## TEXT EXTRACT

((

Throw in a high-powered senator, (Lindsey Graham (R-SC), a woman to keep the argument from turning into a gender debacle (Kelly Ayotte (R- NH), and a wounded war vet who overuses his time as a prisoner of war in order to put a public face on perceived presidential cowardice (John McCain (R-AZ), and you've got the perfect recipe for a senate hold. (You can't make this stuff up).

Democrats and Susan Rice sacked when they had the chance to sac up and should have played their queen. Hillary Clinton has vowed to serve until her replacement has been confirmed. While the president should absolutely honor her wishes to get to work on her 2016 presidential campaign from which she jests she's immune, the Clintons are duty-driven citizens. She can wait for the next Senate recess. In 1992, President H.W. Bush appointed Lawrence Eagleburger as Secretary of State during a senate recess. President Obama could have done the same. That would have forced a straight up or down vote by the senate upon their return by the end of the next senate session, giving ample time for the “investigation” on Benghazi, and moving American diplomacy forward without sacrificing a rook (John Kerry) which only serves to weaken an already weak Senate.

))

## TASK SET
1 > Pull out each line of the listing that contains the word "forest".
2 > Write the next part of the commentary on the Senate hold and the Secretary of State nomination, picking up after its last sentence.

## MATERIAL TO PROCESS
((

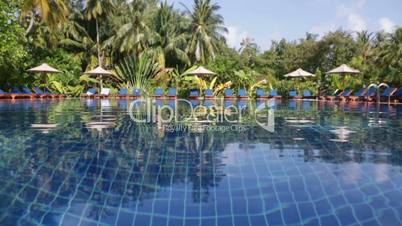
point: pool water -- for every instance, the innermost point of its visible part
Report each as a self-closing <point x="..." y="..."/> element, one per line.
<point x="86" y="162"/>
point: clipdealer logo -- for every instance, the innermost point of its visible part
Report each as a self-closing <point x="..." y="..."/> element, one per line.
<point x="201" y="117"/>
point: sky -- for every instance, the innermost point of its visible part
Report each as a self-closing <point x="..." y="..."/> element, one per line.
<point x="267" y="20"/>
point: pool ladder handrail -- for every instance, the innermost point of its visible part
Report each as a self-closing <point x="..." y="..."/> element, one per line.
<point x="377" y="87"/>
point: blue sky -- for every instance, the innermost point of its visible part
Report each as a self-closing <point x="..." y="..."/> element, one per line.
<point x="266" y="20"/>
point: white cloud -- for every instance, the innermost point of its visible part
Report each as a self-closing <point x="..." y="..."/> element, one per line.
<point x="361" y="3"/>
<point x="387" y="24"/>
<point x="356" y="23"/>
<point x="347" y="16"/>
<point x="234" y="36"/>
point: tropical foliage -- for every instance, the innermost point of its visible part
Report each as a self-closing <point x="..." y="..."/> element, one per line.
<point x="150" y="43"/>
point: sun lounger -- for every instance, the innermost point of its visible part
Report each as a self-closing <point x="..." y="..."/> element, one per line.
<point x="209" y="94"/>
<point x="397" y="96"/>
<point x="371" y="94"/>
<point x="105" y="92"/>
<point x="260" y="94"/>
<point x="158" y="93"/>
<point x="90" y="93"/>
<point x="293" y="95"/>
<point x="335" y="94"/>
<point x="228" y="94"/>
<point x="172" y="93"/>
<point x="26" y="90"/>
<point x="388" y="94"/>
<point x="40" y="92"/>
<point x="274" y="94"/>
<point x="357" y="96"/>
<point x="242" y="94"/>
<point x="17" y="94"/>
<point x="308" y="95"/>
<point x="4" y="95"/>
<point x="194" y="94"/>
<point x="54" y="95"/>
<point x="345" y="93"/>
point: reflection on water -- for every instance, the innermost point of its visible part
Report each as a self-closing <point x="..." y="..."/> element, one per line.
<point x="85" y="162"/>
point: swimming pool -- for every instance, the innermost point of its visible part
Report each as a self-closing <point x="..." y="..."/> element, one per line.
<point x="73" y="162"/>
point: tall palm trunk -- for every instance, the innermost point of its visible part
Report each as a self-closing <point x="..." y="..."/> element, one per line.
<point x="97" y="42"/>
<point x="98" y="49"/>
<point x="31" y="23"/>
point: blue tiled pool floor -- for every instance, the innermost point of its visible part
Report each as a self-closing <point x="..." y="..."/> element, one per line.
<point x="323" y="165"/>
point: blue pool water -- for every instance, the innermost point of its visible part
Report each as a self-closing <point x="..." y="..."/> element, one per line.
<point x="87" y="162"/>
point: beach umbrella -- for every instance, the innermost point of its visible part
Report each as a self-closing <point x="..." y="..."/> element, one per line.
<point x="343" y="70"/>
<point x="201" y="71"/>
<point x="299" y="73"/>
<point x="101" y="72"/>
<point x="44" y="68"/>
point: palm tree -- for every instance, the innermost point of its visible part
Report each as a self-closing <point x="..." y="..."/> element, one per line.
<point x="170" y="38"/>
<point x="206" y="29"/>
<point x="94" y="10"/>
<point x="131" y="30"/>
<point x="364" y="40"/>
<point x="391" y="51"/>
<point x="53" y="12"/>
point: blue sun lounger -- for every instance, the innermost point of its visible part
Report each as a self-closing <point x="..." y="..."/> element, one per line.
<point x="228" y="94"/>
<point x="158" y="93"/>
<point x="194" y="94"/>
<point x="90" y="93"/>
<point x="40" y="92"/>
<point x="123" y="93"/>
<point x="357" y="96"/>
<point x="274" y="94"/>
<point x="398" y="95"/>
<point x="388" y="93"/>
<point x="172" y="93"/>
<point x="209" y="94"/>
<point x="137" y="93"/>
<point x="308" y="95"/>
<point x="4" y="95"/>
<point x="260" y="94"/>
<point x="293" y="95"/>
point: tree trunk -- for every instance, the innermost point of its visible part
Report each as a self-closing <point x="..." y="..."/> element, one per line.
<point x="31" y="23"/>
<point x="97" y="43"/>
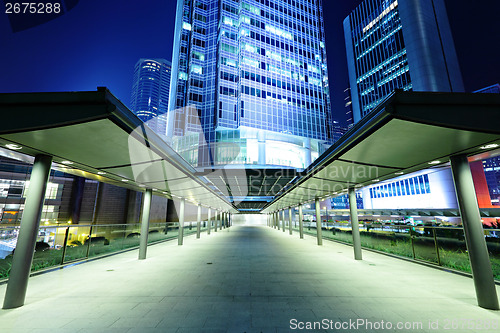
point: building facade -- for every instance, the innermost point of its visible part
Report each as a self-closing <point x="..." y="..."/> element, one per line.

))
((

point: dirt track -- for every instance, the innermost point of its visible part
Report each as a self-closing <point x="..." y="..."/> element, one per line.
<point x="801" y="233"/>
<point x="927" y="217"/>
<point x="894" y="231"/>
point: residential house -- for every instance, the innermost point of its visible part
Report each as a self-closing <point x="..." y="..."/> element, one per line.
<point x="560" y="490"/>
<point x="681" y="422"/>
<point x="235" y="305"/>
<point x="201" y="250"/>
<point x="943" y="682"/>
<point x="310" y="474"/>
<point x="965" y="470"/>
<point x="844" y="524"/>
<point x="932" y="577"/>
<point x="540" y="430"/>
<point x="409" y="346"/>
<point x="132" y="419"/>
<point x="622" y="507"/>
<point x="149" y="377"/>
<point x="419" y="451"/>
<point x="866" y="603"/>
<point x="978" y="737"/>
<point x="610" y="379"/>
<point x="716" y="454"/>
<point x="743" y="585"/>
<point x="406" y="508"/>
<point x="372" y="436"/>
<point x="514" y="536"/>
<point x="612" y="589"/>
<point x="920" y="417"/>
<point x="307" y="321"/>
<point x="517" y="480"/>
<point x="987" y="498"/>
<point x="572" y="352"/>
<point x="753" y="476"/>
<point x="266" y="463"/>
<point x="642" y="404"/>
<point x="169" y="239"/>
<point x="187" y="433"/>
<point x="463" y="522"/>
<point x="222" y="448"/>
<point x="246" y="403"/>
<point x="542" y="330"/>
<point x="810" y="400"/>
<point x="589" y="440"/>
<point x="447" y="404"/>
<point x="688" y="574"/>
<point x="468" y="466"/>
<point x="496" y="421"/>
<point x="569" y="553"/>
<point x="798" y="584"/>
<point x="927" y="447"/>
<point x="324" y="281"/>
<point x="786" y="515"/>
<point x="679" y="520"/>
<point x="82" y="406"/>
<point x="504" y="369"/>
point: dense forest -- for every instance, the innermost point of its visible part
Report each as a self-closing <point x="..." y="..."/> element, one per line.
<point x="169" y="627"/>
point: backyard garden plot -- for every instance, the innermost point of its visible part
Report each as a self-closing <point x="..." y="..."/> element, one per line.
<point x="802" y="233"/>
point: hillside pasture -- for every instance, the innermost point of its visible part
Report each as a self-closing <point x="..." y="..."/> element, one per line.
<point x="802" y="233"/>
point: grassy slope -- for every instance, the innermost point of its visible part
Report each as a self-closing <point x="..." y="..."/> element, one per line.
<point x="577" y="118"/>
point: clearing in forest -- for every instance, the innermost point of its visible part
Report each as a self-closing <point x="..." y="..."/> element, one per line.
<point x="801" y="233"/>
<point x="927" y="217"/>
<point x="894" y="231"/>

))

## RESULTS BY TASK
1 >
point: dense forest -- for every instance, the innermost point of its visible part
point: clearing in forest -- for every instance, the innermost point of its visible part

2 >
Principle - driven politics is one thing. But when you are fighting an opponent whose only rule is “win,” sometimes, you have to grab your brass knuckles and take a swing. The choice to allow Susan Rice to step out of the nomination and to insert John Kerry weakens the United States Senate and in the final analysis leaves one question: When are the Democrats going to grow a set?